SHORT PROBLEM:
Lay out the data below as a JSON list of strings, one string per line, covering everything from the start of the data through the line containing "[[384, 294]]", inclusive. Omit blank lines and leave the pictures out.

[Dataset excerpt]
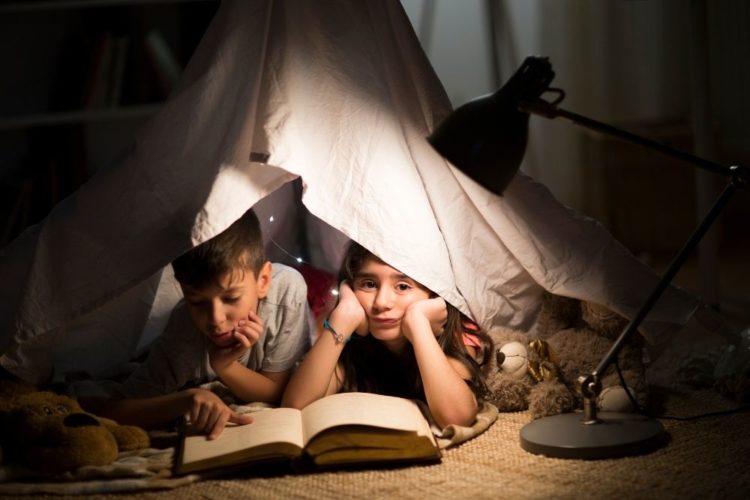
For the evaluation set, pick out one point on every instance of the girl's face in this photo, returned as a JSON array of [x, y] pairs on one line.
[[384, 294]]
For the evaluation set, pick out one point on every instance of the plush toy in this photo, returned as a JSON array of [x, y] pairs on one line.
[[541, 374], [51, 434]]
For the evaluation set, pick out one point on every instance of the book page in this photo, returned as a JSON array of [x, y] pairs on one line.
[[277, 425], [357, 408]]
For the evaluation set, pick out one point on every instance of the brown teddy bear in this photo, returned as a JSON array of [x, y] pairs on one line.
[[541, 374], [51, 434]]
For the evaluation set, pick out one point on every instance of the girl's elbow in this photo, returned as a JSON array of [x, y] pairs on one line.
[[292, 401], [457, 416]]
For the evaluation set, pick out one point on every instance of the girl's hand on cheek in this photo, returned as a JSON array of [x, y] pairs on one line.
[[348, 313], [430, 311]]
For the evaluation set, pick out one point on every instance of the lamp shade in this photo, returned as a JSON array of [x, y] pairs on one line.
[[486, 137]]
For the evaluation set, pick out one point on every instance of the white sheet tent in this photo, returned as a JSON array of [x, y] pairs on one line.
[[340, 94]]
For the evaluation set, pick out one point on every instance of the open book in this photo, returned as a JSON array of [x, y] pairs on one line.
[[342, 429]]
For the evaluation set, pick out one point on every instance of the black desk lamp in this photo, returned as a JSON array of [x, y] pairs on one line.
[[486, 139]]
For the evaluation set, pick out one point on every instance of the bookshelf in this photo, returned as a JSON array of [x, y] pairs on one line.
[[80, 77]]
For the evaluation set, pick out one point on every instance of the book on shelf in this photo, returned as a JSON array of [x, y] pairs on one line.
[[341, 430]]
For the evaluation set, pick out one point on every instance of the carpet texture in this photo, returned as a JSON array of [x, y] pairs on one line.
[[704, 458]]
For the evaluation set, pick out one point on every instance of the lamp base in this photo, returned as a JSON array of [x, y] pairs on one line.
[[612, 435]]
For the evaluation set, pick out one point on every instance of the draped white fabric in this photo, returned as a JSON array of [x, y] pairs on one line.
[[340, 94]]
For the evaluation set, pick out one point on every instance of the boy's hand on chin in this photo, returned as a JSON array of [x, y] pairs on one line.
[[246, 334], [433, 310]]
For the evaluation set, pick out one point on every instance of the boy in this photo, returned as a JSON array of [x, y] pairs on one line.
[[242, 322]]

SOLUTION BELOW:
[
  "For the evaluation set, pick out one point on every instance of the girl's face in this photo, returned as a JSON array of [x, y] pairs on one line.",
  "[[384, 294]]"
]